▸ **AIM OF THE EXERCISE**
Continue the Dyvil v0.19.0 release notes, starting right after the last line shown.

Dyvil v0.19.0 is out, and with it come a whole range of features and changes to the programming language and standard library. The last update was on v0.16.0, so this one will cover the following changes from v0.17.0, v0.18.0 and v0.19.0.

  • Ternary Operators
  • Java Primitive Interop
  • The applyStatement method
  • New Declaration Style and Nested Methods
  • New For Each Statement Syntax and Optional Parentheses
  • Repeat Statements
  • Brace Access Expressions
  • Implicitly Unwrapped References and Options
  • Trait Initialization

Ternary Operators

Dyvil v0.19.0 added language support for Ternary Operators, making them as efficient as if statements. However, it was possible to emulate their syntax since v0.17.0, using a new language element called the Colon Operator. The colon operator has two operands (left and right) and can be used in place of @ColonConvertible classes or tuples.

(int, String) tuple = 1 : "a"
[int:String] map = Map(tuple, 2 : "b", 3 : "c")

By defining an infix ? operator and an implementation method that takes a tuple of nullary functions, one can craft a ternary operator:

public infix T operator ?[T](boolean condition, (=> T, => T) branches)
                       = if (condition) branches._1() else branches._2()

This can be called with the colon operator like this:

int result = true ? 1 : 2
// equivalent of
int result = ?(true, (=> 1, => 2))

The main disadvantage of this is that it needs two Lambda expressions (in the desugared form). Since v0.19.0, the compiler avoids this by converting the ternary operator to an if statement, giving it the same performance as the Java ternary operator.

Java Primitive Interop

The v0.17.0 update also changed the way primitives (or, more precesily, wrappers thereof) are compiled and stored in memory. The various dyvil.lang.Int, dyvil.lang.Boolean etc. classes have been removed; the compiler now uses the java.lang.Integer, java.lang.Boolean etc. classes to wrap primitives. All primitive operators and wrapper methods are now implemented in the dyvil.lang.Primitives class (which is now also written in Dyvil). The main advantage of this change is that Dyvil wrapped primitives are now fully compatible and comparable with Java wrapper primitives.

The applyStatement method

The applyStatement is a very minor semantic addition introduced in v0.18.0. It effectively removes the not usable as a statement error in statements lists for ordinary values as long as an applyStatement method is in scope. ‘In Scope’ can mean either in the current class, or through the Implicit Closure Value in Extension Closures. A key example is the dyvil.util.AutoPrinter class, which is defined like this:

public class AutoPrinter
{
	public static void apply(AutoPrinter.() => void closure) = closure(new AutoPrinter)

Items listed in a dataset:
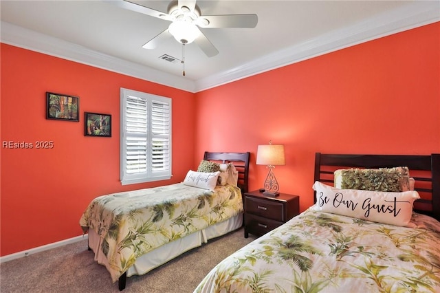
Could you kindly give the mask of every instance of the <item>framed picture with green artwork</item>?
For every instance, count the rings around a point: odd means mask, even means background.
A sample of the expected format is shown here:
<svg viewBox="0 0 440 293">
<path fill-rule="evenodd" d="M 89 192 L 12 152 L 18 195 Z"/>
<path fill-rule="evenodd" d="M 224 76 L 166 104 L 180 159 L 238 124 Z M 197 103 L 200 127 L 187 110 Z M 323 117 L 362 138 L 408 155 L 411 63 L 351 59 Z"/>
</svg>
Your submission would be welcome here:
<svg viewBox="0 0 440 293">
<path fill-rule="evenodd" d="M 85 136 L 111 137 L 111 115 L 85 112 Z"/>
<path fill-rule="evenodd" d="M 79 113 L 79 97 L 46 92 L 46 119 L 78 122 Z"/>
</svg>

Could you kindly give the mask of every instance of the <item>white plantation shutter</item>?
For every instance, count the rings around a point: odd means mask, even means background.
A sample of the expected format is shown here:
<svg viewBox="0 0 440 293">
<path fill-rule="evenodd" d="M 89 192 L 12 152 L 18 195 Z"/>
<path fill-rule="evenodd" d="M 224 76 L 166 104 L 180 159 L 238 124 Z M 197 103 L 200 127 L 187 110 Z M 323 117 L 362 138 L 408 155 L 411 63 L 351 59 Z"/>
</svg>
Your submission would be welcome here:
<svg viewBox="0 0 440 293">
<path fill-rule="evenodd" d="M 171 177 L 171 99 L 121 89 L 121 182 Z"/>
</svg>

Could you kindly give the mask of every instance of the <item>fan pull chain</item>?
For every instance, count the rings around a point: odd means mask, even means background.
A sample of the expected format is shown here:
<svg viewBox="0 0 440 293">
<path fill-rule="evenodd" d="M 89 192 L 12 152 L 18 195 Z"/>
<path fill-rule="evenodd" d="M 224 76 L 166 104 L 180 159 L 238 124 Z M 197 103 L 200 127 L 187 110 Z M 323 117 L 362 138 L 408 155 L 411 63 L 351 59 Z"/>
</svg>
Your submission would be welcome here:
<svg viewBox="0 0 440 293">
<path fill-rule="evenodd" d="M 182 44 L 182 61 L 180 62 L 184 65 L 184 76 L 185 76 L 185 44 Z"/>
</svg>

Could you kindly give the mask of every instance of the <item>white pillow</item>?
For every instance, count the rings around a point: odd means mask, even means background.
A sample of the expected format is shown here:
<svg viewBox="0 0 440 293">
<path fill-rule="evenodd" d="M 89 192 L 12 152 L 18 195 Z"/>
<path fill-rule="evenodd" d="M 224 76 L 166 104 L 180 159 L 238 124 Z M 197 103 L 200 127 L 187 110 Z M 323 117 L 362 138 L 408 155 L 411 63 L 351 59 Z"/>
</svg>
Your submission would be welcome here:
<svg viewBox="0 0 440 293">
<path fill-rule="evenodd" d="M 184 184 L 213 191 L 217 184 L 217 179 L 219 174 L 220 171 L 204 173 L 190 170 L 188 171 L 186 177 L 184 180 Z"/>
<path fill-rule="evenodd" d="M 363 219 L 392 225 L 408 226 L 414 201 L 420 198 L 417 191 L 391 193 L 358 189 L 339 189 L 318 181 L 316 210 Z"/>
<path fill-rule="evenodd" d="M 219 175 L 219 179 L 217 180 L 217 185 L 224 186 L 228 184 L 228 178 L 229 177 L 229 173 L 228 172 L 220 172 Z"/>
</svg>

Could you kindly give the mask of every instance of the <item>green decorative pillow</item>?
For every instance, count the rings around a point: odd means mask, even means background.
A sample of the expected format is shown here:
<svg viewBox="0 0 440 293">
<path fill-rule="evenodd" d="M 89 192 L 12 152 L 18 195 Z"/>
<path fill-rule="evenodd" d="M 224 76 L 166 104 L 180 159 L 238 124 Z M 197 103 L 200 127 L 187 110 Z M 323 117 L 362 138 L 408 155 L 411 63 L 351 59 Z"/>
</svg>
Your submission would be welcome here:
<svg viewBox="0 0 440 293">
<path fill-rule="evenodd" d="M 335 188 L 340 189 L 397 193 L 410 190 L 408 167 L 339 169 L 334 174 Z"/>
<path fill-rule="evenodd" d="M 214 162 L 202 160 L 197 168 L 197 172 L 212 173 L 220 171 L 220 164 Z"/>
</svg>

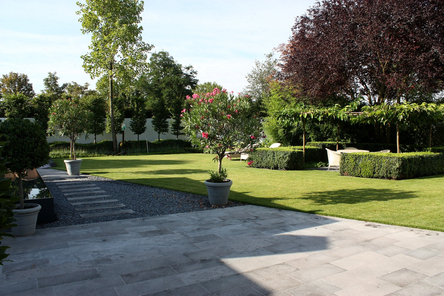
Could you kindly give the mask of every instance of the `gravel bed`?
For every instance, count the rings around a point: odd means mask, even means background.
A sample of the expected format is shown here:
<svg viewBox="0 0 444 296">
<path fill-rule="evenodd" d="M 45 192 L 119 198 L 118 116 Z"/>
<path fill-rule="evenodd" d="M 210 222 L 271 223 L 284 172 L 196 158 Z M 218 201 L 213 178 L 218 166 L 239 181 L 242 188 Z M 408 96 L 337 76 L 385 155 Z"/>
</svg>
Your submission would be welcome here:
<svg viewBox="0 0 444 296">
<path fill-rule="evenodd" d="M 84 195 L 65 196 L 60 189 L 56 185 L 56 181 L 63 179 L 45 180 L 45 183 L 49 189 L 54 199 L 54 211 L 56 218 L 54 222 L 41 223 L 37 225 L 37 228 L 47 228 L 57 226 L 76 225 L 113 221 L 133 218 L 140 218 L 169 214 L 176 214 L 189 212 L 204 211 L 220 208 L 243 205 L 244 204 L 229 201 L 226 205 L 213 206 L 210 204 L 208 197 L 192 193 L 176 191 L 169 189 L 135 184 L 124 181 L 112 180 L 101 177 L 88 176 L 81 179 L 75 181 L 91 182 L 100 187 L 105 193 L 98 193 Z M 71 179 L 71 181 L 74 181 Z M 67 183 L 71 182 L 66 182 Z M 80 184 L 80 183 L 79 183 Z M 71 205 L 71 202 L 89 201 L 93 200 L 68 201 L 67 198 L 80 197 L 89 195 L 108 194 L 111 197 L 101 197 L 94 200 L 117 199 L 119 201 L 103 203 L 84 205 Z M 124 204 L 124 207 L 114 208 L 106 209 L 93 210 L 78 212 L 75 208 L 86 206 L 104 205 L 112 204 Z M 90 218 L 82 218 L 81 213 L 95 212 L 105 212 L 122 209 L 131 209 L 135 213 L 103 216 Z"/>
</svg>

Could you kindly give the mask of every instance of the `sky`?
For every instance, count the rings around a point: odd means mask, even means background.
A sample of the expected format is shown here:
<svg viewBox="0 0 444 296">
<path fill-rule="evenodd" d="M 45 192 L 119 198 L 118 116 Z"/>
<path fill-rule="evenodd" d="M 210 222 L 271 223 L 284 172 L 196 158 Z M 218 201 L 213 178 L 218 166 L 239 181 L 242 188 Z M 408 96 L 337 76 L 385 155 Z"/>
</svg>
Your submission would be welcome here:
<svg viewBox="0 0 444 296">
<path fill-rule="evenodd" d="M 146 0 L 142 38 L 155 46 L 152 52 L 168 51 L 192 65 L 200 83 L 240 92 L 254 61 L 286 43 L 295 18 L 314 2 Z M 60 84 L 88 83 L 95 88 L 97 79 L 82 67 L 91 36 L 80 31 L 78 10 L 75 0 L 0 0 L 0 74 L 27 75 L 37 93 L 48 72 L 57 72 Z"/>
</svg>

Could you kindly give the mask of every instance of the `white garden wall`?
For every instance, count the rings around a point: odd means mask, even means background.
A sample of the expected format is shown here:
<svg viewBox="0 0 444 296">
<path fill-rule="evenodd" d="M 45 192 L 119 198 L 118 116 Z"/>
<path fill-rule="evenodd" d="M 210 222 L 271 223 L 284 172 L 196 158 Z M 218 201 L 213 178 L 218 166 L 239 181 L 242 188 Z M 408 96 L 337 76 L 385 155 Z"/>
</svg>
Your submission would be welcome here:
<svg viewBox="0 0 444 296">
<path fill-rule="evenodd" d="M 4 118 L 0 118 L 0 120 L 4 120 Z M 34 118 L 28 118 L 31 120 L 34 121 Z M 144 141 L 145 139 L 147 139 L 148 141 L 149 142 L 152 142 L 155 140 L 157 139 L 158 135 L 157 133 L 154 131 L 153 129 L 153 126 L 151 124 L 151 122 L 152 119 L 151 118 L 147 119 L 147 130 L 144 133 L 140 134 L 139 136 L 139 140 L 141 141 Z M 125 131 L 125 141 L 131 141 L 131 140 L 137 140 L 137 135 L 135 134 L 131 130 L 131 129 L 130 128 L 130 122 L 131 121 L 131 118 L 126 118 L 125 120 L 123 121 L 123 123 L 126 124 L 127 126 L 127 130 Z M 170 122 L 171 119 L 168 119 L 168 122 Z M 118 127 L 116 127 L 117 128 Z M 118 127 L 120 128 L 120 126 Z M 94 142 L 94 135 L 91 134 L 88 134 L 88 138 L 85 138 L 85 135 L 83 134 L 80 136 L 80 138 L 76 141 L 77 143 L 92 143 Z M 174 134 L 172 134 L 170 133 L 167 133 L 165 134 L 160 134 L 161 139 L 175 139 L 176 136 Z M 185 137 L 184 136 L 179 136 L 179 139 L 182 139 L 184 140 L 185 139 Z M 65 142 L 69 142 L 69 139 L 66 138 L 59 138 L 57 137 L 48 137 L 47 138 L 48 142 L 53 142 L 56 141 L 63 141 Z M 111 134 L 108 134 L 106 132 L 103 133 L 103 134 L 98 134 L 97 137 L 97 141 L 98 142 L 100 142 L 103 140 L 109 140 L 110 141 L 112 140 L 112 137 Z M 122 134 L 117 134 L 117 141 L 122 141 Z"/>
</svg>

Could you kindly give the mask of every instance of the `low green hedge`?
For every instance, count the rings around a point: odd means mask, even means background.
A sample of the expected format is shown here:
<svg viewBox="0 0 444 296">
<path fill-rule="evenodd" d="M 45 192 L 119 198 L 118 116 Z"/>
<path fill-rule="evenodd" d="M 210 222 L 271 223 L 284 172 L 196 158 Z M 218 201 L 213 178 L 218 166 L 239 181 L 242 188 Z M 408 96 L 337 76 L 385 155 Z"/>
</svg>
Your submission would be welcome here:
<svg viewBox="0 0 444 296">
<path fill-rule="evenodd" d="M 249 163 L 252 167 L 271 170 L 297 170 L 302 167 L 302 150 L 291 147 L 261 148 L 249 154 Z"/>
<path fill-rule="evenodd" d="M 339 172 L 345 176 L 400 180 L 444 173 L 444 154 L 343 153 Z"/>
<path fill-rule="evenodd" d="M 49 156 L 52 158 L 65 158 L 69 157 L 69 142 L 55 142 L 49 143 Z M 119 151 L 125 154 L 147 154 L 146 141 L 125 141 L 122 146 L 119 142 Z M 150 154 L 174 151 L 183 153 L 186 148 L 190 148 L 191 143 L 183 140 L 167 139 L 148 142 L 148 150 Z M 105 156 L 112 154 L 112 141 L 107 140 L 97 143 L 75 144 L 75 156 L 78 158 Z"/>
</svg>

▸ **RESPONSE TO THE EXERCISE**
	public void applyStatement(any value) = println value
}

Because of the apply method, it can be used like this:

dyvil.util.AutoPrinter {
    "Hello"          // prints 'Hello'
    "World"          // prints 'World'
    (1 + 1).toString // prints '2'
}

All items in the statement list that are not statements (i.e. not if, while, for, variables or nested statement lists) are redirected to the applyStatement method, which is available through the Implicit Closure Value ($1). The above call can be transformed to this:

dyvil.util.AutoPrinter(ap => {
    ap.applyStatement("Hello")
    ap.applyStatement("World")
    ap.applyStatement((1 + 1).toString)
})

This is of cource significantly more verbose. The applyStatement method could also be useful in other contexts like Data Structure or HTML builders.

New Declaration Style and Nested Methods

Dyvil v0.19.0 introduced, among a whole range of other syntactical changes, a new (optional) declaration style, that can be used in Class Bodies and Statement Lists. Functions and Methods can use the new func keyword; Variables, Fields and Properties are declared with the var keyword. The let keyword can be used to indicate final fields and variables. Types can now be denoted after the member name, which is known as Type Ascription.

class MyClass
{
    var i = 0 // int i = 0
    var j: String = null // String s = null
    
    var I  // int i -- property type inferred
    {
        get: return 0
        set: println newValue
        // newValue is the new implicit property setter parameter name
    }
    
    func setJ(newJ: String): void // void setJ(String newJ)
         = this.j = newJ

    public override func toString: String
    // String toString() -- no () required with func keyword
    {
        let temp = this.i * 2 // final int temp
        // let = final var
        return this.j == null ? temp : temp + j
    }
}

The new declaration style is completely optional; the C declaration style can still be used. However, it is worth noting one important difference: To declare an operator method using C-style, one has to use the operator keyword before the identifier symbol. In class contexts, the compiler will mandate a warning if this is missing, but in Statement Lists, it will parse Nested Methods without the keyword as expressions. This may cause confusion and multiple syntax errors.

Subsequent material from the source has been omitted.